Audio Transcription:
Args:
-
model (str): The AI model used for audio trancription (default: large-v2).
-
audio (audio): The file to transcript.
-
audio_url (url): The file url to transcript, ignored if an audio file is provided. This can be a public file url or any of the supported social platform listed in the documentation..
-
language_behaviour (enum): Define how the speaker's language will be detected (default: automatic single language).
-
language (enum): If language_behaviour is set to manual, define the language to use for the transcription.
-
toggle_noise_reduction (boolean): Activate the noise reduction to improve transcription quality (default: False).
-
transcription_hint (string): String to be fed to Whisper Model as textual context used during the inference. If empty, this argument is skipped. (default: ).
-
toggle_diarization (boolean): Activate the diarization of the audio (default: False).
-
toggle_direct_translate (boolean): Activate the direct translation of the audio transcription (default: False).
-
target_translation_language (enum): If toogle_direct_translate is set to true, define the language to use for the translation of the transcription.
-
toggle_text_emotion_recognition (boolean): Activate the emotion recognition of the audio transcription (default: False).
-
toggle_summarization (boolean): Activate the summarization of the audio transcription (default: False).
-
toggle_chapterization (boolean): Activate the chapterization of the audio transcription (default: False).
-
webhook_url (string): Webhook URL to send the result to. Make sure it network is open. (default: False).
-
diarization_max_speakers (integer): Guiding maximum number of speakers (10 at most) (default: 2).
-
output_format (enum): Define the output format, allowing to have Plain Text, Text, JSON, STR, VTT (subtitle file format for video content) (default: json).
Returns:
Dict: transcription

AIM 1
Pull out every line of the records that contains the word "railing".

LISTING
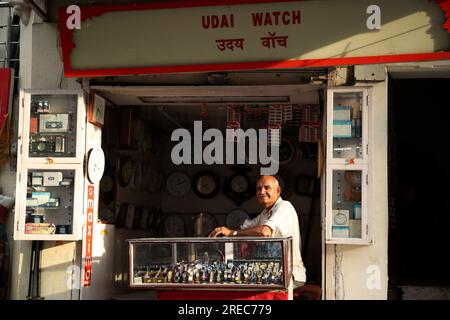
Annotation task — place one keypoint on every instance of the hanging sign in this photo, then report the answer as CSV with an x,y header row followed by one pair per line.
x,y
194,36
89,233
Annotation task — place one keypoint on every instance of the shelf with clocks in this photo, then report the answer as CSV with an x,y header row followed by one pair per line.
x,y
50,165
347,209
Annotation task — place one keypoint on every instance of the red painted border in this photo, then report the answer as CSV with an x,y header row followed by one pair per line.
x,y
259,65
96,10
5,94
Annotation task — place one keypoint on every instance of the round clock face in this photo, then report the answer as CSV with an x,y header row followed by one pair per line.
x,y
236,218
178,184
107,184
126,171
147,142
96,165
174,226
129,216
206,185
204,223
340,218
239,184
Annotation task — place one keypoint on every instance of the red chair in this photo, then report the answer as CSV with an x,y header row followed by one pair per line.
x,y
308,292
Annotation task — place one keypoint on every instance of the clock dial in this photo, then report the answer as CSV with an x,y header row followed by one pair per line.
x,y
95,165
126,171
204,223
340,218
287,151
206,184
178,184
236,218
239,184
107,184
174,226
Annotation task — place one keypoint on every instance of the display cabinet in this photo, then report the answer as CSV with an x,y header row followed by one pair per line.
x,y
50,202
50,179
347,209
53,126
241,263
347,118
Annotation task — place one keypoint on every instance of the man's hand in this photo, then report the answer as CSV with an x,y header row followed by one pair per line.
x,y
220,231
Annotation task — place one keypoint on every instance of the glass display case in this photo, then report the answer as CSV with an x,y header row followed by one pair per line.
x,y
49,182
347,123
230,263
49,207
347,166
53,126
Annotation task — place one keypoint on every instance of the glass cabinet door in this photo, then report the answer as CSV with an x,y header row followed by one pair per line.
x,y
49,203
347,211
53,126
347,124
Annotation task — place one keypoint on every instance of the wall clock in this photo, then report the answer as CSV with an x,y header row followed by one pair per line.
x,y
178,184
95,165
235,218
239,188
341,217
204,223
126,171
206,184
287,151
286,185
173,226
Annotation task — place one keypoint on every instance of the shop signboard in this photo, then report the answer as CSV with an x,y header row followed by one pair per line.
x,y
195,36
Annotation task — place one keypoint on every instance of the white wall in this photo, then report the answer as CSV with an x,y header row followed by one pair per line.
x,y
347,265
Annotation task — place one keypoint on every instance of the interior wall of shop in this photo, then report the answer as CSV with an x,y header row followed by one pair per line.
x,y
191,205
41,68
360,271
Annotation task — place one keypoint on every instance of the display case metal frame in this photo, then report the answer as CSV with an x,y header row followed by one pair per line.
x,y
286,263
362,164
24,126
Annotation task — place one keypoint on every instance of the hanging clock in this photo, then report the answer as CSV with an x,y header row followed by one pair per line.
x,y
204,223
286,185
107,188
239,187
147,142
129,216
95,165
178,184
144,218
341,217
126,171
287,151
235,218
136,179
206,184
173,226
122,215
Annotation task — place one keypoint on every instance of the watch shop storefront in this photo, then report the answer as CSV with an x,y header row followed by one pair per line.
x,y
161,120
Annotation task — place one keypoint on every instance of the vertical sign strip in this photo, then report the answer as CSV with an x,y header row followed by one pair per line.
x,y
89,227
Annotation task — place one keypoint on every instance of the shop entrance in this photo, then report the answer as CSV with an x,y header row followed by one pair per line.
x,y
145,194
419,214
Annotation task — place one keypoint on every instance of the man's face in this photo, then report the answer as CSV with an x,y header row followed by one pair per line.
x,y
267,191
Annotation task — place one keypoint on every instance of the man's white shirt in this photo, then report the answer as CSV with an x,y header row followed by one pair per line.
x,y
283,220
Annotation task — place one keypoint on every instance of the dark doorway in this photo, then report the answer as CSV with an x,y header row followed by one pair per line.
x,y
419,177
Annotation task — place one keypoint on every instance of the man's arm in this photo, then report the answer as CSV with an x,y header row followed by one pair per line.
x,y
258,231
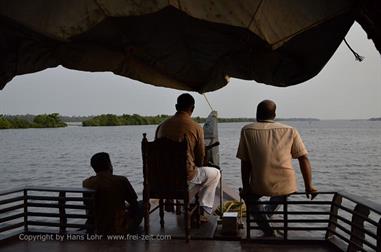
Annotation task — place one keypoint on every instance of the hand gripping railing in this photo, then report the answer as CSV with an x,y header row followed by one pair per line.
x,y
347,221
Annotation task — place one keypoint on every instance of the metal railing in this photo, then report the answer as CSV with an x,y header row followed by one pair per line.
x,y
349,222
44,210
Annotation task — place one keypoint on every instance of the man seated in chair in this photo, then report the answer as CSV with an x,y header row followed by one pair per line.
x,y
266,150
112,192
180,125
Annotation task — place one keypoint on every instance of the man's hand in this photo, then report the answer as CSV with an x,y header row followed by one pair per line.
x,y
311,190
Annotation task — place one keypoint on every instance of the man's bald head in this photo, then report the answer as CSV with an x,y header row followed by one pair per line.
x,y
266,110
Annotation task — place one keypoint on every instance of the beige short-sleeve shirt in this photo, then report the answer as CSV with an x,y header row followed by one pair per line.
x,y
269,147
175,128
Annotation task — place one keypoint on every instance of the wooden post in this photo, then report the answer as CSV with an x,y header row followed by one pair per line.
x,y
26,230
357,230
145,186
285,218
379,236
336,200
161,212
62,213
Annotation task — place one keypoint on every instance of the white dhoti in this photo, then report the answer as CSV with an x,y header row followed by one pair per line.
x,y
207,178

AIM 2
Say whether each statement agrees with the audio transcription reference, answering yes or no and quoting the deciding words: (a) the default model is large-v2; (b) diarization_max_speakers accepts up to 20 speakers; (c) noise reduction is on by default.

REPLY 1
Annotation task — place one keypoint on every instance of the hand gripping railing in this photo, then report the answer as CSV with an x,y header row followed by one pair per line.
Annotation task — place one keypoint on every instance of the metal railing in this photo, then report the answer as CSV with an x,y header row followed by one pair per line.

REPLY 2
(a) Yes: "default: large-v2"
(b) No: "(10 at most)"
(c) No: "Activate the noise reduction to improve transcription quality (default: False)"